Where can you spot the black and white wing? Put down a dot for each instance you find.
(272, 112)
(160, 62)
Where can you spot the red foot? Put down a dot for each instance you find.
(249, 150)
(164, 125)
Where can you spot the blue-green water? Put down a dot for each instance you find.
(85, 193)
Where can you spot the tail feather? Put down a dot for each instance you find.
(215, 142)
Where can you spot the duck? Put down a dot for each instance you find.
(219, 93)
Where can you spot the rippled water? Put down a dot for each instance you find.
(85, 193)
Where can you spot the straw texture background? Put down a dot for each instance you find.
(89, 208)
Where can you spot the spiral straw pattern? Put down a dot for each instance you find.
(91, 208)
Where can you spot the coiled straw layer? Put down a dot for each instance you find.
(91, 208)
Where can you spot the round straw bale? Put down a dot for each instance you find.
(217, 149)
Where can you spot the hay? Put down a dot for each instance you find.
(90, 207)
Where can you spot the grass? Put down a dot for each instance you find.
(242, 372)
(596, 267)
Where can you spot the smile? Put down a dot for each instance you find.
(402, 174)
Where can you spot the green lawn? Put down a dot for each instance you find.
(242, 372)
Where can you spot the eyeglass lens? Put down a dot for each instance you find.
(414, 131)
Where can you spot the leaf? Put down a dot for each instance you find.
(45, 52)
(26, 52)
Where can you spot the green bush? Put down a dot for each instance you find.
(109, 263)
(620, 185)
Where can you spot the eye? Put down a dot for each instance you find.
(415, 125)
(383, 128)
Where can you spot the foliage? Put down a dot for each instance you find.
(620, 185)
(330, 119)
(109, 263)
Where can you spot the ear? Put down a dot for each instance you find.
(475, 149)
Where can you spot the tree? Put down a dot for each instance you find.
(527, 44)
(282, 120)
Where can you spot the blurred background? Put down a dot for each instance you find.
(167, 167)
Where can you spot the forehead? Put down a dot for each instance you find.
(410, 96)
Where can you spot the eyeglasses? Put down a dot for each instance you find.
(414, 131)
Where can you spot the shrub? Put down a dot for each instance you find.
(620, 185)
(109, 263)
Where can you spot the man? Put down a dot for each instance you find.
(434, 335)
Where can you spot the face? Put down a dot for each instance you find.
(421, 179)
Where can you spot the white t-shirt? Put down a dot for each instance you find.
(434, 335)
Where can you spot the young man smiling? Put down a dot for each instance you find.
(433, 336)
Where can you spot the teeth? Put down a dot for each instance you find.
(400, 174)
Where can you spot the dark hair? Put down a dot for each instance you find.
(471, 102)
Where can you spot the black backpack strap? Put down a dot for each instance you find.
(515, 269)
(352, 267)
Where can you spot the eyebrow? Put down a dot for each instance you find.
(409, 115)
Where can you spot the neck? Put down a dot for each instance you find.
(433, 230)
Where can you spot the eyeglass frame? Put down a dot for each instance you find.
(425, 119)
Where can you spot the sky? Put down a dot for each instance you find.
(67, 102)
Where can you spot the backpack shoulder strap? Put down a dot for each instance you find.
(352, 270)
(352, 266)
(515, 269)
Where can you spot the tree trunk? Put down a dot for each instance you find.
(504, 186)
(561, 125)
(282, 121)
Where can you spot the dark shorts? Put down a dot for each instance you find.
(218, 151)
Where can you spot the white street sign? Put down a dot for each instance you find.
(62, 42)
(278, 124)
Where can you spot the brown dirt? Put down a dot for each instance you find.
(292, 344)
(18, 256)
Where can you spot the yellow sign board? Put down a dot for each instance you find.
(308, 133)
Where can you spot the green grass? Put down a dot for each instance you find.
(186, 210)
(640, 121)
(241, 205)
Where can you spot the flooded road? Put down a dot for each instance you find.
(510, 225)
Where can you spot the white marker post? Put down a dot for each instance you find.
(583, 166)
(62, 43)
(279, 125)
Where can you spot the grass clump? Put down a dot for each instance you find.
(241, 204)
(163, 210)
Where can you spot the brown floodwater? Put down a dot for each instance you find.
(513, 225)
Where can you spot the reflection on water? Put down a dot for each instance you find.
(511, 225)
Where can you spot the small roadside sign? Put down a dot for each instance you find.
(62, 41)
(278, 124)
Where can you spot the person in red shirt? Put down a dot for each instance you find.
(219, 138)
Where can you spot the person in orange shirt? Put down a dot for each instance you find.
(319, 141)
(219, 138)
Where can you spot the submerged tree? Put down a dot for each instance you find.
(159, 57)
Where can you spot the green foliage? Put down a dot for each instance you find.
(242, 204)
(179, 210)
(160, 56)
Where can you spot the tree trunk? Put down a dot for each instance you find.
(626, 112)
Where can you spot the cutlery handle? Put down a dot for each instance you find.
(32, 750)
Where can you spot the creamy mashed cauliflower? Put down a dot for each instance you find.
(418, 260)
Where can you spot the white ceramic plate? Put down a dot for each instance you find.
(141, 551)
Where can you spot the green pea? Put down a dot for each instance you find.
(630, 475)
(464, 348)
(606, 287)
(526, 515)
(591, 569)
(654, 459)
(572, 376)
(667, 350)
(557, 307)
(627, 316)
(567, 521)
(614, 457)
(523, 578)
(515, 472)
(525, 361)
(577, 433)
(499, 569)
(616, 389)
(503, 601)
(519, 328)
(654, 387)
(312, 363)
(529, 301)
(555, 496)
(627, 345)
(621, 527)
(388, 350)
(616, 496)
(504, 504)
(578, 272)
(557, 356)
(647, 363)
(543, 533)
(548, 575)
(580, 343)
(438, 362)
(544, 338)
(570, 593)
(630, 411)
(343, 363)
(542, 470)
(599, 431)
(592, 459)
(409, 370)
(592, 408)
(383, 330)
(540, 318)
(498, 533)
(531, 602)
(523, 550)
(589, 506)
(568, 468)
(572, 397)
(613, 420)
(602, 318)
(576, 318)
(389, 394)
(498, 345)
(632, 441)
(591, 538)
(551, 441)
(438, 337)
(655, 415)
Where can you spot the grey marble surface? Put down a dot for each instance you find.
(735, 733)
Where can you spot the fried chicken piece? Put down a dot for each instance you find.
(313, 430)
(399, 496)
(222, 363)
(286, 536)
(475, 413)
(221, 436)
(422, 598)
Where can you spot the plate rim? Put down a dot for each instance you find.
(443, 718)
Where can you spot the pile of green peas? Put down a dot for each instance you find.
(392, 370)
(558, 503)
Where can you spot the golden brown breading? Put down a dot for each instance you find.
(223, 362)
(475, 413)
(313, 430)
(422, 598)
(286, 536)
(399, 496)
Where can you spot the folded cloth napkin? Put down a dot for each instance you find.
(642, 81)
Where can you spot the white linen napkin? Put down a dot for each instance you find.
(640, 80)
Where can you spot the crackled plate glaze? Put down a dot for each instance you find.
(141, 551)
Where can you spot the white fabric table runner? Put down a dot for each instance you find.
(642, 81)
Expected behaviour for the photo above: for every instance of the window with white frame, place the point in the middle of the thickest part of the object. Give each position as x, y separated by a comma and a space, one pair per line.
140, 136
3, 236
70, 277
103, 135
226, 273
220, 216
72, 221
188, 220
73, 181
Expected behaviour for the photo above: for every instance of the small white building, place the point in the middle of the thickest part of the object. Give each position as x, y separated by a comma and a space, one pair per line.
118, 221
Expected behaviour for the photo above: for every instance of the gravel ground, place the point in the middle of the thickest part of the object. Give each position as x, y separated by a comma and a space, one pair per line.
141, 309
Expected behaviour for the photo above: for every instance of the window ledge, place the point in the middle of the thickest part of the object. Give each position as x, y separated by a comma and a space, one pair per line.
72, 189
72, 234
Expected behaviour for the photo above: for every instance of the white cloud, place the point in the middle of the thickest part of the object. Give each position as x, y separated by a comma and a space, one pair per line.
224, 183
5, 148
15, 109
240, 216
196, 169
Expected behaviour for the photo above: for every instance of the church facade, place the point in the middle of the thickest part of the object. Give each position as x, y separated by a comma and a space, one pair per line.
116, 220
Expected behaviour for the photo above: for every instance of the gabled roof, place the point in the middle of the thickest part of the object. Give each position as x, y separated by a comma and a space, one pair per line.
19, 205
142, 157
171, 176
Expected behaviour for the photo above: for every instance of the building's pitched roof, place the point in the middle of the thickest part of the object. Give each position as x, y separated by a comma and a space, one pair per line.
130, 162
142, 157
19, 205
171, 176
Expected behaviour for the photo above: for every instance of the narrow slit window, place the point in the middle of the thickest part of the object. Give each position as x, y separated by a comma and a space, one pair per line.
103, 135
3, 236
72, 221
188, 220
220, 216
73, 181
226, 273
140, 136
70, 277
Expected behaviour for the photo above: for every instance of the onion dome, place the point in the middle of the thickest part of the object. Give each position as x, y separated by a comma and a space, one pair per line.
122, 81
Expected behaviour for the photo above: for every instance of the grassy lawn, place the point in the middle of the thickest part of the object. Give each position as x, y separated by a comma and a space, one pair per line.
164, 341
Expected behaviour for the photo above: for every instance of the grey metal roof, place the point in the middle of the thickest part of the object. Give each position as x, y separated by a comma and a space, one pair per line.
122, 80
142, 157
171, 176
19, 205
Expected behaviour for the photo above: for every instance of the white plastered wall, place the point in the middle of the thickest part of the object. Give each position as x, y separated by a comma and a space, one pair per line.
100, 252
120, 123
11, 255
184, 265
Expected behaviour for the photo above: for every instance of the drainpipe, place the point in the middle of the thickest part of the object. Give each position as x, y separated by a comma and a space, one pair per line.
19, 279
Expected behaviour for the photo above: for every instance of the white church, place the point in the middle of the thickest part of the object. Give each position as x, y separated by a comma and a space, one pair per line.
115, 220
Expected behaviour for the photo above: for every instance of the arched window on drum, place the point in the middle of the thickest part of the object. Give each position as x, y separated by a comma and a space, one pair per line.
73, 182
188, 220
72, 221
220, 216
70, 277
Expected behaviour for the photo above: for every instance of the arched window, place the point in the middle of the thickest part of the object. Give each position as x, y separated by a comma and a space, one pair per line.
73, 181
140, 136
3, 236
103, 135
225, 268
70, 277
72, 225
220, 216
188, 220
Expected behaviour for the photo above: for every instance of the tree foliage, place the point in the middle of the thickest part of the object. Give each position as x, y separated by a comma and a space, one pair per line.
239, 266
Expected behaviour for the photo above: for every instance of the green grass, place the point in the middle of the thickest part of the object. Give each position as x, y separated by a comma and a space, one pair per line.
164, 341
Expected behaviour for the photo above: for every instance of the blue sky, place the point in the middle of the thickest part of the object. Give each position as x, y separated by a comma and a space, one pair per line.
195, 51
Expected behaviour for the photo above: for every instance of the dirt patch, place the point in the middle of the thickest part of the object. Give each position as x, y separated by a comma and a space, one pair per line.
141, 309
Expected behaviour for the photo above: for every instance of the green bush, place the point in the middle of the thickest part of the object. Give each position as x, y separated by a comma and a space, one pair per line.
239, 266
==================================================
▶ Your instructions
The required output is each line from the one with "green grass, place" through the end of the material above, repeated exactly with both ends included.

▶ Your response
Expected behaviour for the photo above: for every instance of the green grass, place the point in the middle of the thickest part of the object. Give each position as x, y separated by a comma and a space, one pair per line.
164, 341
Expected behaviour for the photo above: for every instance of the blue sky, place the point in the middle of the thickest part of the object. Give each position as x, y separated by a comma and a space, one pair per line.
195, 51
Expected behaviour for the photo above: for every instance of the dirt patch, place the point in the middle of the thickest part of the object. Give each position as x, y separated by a comma and a space, one pair per line.
141, 309
Expected behaviour for the photo above: for every instance of the green bush, place the point in the middle of the thickest part of the object. Give each position as x, y separated by a comma and a space, one pair per line.
239, 266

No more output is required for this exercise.